Start at the line in the entries below that contains "INSTRUCTION = locate a point on each instance of the daylight", stop at the line that contains "TARGET = chair backrest", and output exactly the lines in that span, both ends included.

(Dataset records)
——————

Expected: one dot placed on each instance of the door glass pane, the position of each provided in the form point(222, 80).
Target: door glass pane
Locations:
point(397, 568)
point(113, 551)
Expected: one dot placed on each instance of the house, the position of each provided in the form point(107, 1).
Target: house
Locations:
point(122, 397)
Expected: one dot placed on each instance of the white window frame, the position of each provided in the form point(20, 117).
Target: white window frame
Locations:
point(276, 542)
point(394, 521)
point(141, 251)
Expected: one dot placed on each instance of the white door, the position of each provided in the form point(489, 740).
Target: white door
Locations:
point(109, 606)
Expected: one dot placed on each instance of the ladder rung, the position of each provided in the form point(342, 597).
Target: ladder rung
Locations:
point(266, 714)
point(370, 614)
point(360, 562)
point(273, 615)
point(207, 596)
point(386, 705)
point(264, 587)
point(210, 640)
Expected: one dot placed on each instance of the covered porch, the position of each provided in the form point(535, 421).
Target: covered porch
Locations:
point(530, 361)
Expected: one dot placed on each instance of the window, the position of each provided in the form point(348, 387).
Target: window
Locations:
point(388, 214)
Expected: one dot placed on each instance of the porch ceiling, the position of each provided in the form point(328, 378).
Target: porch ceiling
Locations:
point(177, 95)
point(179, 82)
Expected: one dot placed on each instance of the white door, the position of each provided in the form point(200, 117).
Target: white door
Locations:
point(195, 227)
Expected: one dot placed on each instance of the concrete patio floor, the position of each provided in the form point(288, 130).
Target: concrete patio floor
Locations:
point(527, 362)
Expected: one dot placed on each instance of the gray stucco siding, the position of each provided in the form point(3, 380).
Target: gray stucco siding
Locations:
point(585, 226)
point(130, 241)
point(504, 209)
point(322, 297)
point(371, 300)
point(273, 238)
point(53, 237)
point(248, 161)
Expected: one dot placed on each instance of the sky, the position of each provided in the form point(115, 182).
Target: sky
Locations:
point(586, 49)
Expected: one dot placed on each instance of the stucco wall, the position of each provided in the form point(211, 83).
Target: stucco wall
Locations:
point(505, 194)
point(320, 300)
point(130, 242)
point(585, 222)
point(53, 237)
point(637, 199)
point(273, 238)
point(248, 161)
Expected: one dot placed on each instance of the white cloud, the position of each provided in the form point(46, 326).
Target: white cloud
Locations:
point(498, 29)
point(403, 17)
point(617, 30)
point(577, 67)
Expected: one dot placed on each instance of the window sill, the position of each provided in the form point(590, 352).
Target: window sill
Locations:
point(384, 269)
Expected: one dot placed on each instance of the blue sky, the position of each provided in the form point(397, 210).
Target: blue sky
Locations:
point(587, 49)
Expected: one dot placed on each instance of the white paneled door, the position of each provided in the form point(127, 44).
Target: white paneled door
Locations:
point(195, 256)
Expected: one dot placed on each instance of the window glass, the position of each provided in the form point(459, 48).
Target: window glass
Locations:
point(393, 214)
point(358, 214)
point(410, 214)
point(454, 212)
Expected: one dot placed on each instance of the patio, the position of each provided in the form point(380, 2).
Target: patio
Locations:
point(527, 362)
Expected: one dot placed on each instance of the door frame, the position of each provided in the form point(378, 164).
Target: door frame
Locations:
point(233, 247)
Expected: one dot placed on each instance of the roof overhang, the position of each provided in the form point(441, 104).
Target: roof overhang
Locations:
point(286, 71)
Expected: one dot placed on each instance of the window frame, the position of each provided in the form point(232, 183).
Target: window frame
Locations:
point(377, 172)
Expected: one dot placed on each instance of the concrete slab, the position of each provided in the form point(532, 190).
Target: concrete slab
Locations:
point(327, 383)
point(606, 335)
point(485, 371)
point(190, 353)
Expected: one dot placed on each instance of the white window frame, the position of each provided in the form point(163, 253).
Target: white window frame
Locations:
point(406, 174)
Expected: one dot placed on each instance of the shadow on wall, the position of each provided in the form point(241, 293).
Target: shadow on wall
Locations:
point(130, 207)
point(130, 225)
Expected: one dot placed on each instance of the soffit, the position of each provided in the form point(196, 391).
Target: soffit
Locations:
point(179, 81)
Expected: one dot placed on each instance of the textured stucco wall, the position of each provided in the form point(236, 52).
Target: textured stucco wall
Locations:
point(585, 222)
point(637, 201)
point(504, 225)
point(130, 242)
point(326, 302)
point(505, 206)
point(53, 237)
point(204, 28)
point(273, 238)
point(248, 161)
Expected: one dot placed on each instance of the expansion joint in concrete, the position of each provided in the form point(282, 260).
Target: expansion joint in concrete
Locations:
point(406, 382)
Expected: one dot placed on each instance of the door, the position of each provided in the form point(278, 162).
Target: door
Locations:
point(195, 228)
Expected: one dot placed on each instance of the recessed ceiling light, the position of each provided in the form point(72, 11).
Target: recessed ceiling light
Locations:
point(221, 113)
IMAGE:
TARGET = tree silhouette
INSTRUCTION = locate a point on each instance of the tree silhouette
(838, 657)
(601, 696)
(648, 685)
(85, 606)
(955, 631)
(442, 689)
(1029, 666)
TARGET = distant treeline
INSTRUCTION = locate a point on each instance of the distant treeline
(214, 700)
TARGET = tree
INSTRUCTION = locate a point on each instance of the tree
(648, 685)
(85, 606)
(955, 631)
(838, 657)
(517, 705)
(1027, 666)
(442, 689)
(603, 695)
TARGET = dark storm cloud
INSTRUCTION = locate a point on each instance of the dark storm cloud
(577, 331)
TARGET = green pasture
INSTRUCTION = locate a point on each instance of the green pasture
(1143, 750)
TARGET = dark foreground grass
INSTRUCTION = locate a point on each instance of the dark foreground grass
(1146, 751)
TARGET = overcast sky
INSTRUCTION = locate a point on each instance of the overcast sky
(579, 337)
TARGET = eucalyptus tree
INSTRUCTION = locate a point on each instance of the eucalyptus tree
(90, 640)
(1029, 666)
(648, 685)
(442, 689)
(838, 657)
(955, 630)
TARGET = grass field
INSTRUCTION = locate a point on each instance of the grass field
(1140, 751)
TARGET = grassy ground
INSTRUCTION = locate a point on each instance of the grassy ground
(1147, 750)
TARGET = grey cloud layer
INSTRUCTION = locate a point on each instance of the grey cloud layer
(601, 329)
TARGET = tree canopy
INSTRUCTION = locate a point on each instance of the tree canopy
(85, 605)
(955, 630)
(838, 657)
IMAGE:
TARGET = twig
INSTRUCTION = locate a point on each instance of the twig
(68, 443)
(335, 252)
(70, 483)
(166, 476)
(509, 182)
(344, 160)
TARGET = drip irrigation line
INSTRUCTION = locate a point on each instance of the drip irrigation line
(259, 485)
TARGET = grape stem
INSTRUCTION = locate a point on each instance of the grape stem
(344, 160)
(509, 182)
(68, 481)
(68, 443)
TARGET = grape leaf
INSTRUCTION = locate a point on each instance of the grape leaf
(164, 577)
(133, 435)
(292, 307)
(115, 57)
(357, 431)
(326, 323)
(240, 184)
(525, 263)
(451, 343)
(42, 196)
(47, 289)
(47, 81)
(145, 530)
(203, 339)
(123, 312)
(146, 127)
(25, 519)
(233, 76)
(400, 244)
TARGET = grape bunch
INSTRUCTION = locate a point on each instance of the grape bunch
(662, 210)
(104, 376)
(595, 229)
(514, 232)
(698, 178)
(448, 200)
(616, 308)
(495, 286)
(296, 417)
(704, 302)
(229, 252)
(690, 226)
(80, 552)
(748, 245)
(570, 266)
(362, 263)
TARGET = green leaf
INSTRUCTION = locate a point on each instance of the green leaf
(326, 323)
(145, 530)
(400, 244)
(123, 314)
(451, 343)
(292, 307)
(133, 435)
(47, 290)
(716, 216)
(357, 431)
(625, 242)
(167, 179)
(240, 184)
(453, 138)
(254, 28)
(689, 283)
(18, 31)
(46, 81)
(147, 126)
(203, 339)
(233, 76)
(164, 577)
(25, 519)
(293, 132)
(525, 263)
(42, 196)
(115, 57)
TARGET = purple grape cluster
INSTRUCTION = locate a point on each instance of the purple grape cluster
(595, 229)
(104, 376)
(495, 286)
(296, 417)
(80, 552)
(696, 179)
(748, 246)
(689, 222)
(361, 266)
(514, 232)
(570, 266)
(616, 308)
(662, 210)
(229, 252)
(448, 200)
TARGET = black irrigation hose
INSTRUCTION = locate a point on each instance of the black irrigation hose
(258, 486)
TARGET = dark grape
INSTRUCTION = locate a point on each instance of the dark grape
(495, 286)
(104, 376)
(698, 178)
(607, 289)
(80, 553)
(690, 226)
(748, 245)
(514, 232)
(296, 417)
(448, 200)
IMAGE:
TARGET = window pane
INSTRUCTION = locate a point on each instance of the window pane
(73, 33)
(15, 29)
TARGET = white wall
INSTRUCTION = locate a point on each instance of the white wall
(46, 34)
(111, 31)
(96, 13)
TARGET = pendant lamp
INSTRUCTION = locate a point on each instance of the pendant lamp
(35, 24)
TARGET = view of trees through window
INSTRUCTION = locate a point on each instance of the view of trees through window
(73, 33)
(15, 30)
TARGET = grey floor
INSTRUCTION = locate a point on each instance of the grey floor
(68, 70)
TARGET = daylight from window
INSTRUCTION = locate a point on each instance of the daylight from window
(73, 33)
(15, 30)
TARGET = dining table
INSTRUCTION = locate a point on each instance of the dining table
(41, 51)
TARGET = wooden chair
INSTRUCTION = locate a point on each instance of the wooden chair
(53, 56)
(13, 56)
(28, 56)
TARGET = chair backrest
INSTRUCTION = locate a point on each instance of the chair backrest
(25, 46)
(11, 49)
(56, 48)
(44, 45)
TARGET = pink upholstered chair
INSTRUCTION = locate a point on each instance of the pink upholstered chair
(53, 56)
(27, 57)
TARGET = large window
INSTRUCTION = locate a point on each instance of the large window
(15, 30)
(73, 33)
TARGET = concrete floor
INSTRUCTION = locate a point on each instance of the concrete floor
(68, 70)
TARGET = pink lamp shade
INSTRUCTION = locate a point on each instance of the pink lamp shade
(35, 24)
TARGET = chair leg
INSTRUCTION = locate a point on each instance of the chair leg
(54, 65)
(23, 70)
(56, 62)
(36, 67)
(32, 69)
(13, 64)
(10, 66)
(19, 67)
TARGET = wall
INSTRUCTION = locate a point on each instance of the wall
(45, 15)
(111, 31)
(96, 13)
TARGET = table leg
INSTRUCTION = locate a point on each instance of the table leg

——————

• Written solution
INSTRUCTION = locate a point on each instance of the daylight from window
(73, 33)
(15, 30)
TARGET = dining table
INSTRUCTION = locate a point on each instance of the dining table
(41, 51)
TARGET = wooden chair
INSTRUCTION = locate a point on each instance of the wooden chair
(53, 56)
(13, 56)
(28, 56)
TARGET = chair backrest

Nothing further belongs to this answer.